Task description: Copy exactly, and only, the lines from the line containing "Where can the person be" through the last line of the records below, both included.

Information given:
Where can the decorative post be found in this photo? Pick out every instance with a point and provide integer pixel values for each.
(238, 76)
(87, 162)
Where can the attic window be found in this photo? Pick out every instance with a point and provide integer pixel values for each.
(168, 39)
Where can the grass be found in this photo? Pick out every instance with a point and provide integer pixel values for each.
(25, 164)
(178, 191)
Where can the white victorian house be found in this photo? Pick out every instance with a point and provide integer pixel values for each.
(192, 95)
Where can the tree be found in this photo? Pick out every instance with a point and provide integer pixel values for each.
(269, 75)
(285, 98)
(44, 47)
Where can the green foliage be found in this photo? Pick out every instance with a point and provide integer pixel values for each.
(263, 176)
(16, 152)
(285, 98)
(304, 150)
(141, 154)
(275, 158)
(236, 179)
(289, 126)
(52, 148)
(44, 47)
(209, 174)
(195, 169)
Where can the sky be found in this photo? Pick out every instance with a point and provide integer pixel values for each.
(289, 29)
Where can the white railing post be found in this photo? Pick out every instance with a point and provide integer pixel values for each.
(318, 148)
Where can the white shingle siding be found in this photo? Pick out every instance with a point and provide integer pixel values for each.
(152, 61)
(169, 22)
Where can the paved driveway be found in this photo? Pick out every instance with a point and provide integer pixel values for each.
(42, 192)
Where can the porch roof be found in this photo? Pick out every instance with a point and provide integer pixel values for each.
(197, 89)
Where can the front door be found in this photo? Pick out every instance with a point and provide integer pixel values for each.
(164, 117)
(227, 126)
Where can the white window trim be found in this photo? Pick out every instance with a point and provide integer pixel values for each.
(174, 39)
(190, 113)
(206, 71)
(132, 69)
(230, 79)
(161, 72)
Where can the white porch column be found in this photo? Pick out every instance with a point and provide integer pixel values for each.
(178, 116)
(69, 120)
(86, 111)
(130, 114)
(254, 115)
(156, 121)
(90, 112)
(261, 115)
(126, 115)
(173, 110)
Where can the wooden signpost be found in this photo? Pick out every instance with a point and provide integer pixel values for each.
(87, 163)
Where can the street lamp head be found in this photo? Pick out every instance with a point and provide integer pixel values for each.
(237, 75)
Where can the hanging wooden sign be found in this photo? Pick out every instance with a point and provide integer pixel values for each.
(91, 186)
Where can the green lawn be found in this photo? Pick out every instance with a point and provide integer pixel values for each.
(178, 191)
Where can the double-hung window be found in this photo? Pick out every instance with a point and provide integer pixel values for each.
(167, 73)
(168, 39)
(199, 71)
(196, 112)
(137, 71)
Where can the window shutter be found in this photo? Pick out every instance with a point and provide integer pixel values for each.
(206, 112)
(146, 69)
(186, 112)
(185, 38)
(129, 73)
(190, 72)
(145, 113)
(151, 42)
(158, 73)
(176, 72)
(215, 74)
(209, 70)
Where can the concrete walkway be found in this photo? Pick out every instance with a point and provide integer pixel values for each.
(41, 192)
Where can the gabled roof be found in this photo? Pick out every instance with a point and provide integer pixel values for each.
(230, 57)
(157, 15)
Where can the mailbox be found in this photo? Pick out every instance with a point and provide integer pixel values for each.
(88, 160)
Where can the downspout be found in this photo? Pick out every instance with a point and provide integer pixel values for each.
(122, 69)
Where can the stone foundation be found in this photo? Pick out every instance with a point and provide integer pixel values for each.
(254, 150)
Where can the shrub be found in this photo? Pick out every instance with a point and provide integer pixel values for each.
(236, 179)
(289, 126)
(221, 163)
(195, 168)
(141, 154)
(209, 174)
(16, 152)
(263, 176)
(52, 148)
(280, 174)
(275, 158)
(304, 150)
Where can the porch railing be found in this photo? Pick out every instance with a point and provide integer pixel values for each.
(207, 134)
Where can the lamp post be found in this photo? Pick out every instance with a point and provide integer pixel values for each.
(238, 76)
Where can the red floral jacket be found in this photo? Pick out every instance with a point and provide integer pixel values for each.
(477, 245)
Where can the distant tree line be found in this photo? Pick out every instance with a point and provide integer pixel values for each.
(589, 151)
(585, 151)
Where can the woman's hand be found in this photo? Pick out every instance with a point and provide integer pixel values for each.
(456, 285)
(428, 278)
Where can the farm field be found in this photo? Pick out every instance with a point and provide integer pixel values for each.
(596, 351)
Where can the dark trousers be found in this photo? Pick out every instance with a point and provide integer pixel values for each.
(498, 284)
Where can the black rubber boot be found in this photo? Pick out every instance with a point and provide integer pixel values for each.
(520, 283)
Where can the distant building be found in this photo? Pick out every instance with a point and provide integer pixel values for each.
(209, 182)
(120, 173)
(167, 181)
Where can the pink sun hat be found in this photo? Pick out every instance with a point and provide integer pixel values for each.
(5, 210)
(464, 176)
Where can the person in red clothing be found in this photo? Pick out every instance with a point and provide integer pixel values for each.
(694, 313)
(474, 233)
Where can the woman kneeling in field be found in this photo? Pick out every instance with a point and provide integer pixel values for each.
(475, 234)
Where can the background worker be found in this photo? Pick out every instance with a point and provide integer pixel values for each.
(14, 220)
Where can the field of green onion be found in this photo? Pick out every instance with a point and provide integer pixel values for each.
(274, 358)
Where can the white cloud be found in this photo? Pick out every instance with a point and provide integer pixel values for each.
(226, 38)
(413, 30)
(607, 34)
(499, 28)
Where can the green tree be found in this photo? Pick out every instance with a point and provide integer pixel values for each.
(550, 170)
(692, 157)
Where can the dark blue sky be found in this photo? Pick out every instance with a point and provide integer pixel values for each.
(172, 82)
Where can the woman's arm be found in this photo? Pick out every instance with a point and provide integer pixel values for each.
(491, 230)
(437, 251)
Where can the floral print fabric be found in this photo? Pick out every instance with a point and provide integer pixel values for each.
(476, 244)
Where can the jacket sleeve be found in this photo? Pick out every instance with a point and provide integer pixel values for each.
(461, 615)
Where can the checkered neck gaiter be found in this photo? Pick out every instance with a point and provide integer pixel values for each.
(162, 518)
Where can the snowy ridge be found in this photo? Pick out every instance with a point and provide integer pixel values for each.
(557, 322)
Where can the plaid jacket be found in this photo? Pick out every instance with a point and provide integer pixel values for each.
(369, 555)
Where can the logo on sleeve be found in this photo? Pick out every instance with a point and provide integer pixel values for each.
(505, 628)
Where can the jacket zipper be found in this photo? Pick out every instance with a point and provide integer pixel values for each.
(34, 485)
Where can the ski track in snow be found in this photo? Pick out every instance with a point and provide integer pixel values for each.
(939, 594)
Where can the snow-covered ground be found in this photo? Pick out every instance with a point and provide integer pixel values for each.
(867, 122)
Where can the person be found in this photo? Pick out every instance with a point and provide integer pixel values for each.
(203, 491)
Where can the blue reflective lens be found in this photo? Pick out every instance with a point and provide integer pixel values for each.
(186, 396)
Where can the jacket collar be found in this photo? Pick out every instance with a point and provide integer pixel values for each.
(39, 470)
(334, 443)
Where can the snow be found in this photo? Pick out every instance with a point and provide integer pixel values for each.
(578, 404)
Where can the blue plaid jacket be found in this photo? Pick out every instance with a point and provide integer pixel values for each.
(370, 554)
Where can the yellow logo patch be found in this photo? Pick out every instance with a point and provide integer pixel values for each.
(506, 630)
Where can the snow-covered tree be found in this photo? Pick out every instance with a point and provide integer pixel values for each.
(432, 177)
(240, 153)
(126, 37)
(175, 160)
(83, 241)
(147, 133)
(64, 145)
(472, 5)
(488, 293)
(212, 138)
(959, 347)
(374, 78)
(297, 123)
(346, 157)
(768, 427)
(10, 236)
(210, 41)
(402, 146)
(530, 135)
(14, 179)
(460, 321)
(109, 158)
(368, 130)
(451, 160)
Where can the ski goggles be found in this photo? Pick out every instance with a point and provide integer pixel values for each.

Output for this exercise:
Where can the person be found in this photo? Pick out every instance with a point and provide integer pixel values for each.
(203, 491)
Where can the blue reflective lens be found in this photo? Pick out every instance with a point and provide integer pixel values for each.
(186, 396)
Where can the jacket collar be found in this photo? Pick out every instance with a point and provide integer pixel values for each.
(39, 470)
(334, 443)
Where can the snow be found in this photo? Pick out every instance with a point and provide integer pixel values for each.
(578, 404)
Where can the blue plaid jacket be found in this photo? Pick out every instance with a point and provide integer pixel values for each.
(370, 554)
Where can the yellow logo patch be found in this photo? Pick out every instance with a point and provide integer pixel values for each.
(506, 630)
Where can the snow-covered tree be found in this photo? Pick out every instance with a point and provide integer pixel values for each.
(432, 177)
(240, 153)
(126, 37)
(175, 160)
(83, 241)
(147, 133)
(64, 145)
(472, 5)
(488, 293)
(212, 138)
(959, 347)
(374, 78)
(297, 123)
(346, 157)
(768, 427)
(10, 236)
(210, 41)
(402, 146)
(530, 135)
(14, 179)
(460, 321)
(109, 158)
(368, 130)
(451, 160)
Where can the ski goggles be found in this photo? Pick out every instance with a point and provide integer pixel values for each.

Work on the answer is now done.